REQUIRED WORK - Beneath this instruction is a listing; write out exactly the line that contains "Target: horse ear" and each line after it to the last.

---------------

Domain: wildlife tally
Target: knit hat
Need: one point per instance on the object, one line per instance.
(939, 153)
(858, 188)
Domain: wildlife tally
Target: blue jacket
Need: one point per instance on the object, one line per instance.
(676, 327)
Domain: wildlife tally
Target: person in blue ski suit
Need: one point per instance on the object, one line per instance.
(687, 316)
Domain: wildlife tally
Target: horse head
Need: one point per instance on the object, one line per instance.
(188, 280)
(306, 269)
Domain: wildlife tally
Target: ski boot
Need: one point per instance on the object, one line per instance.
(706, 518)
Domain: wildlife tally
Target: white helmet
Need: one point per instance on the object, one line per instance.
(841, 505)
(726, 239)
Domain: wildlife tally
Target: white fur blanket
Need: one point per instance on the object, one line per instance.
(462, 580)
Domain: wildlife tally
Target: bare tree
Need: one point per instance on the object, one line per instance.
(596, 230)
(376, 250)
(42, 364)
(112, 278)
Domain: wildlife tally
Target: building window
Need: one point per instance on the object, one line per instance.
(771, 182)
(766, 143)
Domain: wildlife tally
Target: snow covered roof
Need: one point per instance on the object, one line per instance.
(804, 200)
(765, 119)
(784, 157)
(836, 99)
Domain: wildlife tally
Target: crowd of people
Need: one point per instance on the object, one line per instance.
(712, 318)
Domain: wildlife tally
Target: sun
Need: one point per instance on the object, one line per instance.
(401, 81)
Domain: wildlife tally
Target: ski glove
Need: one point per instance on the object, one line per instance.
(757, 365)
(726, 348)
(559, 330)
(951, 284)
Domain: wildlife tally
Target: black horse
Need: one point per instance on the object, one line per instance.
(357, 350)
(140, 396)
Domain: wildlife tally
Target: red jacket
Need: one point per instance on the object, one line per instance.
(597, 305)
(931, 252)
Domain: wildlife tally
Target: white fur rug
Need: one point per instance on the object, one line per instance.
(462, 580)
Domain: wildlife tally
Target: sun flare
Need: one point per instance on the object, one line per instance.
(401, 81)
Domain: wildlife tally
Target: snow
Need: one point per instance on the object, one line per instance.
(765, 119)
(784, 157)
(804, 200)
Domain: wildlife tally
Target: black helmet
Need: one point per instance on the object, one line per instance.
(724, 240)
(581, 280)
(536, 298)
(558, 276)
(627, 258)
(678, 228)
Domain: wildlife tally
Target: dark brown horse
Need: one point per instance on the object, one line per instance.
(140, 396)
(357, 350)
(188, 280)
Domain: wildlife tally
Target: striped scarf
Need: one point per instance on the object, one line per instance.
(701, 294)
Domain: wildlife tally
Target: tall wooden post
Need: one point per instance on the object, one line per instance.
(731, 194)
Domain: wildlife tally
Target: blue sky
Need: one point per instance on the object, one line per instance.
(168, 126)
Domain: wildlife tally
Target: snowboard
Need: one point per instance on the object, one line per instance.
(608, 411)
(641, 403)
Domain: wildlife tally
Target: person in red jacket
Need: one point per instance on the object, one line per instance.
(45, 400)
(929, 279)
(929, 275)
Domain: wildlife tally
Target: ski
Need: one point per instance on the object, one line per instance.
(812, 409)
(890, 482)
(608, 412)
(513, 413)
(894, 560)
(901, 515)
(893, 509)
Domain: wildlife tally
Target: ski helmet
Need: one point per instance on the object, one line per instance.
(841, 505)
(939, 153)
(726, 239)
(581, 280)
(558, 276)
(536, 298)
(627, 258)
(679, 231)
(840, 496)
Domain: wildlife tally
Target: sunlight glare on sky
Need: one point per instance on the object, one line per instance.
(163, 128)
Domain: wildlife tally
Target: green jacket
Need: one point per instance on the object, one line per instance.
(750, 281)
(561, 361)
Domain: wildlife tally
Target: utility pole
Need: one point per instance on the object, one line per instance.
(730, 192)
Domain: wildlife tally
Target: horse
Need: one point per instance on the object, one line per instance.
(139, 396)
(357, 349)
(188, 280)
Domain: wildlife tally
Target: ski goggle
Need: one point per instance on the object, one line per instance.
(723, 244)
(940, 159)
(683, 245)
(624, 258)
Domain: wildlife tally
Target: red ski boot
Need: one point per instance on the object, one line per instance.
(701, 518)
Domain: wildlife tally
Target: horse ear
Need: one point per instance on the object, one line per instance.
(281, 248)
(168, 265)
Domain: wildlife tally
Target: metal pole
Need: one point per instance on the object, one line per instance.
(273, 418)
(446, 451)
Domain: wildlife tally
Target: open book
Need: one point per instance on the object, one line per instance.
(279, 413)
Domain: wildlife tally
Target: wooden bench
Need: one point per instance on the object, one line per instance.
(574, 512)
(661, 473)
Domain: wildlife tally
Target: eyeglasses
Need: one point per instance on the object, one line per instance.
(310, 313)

---------------

WORKED SOLUTION -
Target: horse ear
Need: one point per instance on the object, one line per instance.
(281, 248)
(168, 265)
Domain: wildlife tally
Target: metal pole
Need: one point per instance on the object, one line per instance.
(273, 418)
(446, 451)
Domain: wildlife tally
Target: open book
Need: one point per instance on the object, one line per instance.
(279, 413)
Domain: wildlife tally
Target: wooden bench
Need: one point per instance on the object, one line per instance.
(574, 512)
(661, 473)
Domain: wildlife tally
Target: eyeglasses
Need: one point per instance on the object, one line per instance.
(310, 313)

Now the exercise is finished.